== DOCUMENT PASSAGE ==
ADR-004: HNSW Vector Search for Signal Fingerprinting

Status

Partially realized by ADR-024; extended by ADR-027

Note: ADR-024 (AETHER) implements HNSW-compatible fingerprint indices with 4 index types. ADR-027 (MERIDIAN) extends this with domain-disentangled embeddings so fingerprints match across environments, not just within a single room.

Date

2026-02-28

Context

Current Signal Matching Limitations

The WiFi-DensePose system needs to match incoming CSI patterns against known signatures for:

  1. Environment recognition: Identifying which room/area the device is in based on CSI characteristics
  2. Activity classification: Matching current CSI patterns to known human activities (walking, sitting, falling)
  3. Anomaly detection: Determining whether current readings deviate significantly from baseline
  4. Survivor re-identification (MAT module): Tracking individual survivors across scan sessions

Current approach in CSIProcessor._calculate_detection_confidence():

# Fixed thresholds, no similarity search
amplitude_indicator = np.mean(features.amplitude_mean) > 0.1
phase_indicator = np.std(features.phase_difference) > 0.05
motion_indicator = motion_score > 0.3
confidence = (0.4 * amplitude_indicator + 0.3 * phase_indicator + 0.3 * motion_indicator)

== MATERIAL ==
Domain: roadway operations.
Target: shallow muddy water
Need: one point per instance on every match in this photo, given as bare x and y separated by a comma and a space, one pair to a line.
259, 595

== TASK REQUIREMENTS ==
(A) In the HNSW decision record, start at the words "3. Anomaly detection: Determining" and stop after "0.3 * motion_indicator)". Write that span again, switching "baseline" to "reference profile".
(B) According to the HNSW decision record, how many index types does ADR-024 implement?

== ANSWERS FOR THIS EXERCISE ==
(A)
3. Anomaly detection: Determining whether current readings deviate significantly from reference profile
  4. Survivor re-identification (MAT module): Tracking individual survivors across scan sessions

Current approach in CSIProcessor._calculate_detection_confidence():

# Fixed thresholds, no similarity search
amplitude_indicator = np.mean(features.amplitude_mean) > 0.1
phase_indicator = np.std(features.phase_difference) > 0.05
motion_indicator = motion_score > 0.3
confidence = (0.4 * amplitude_indicator + 0.3 * phase_indicator + 0.3 * motion_indicator)

(B) ADR-024 implements four index types.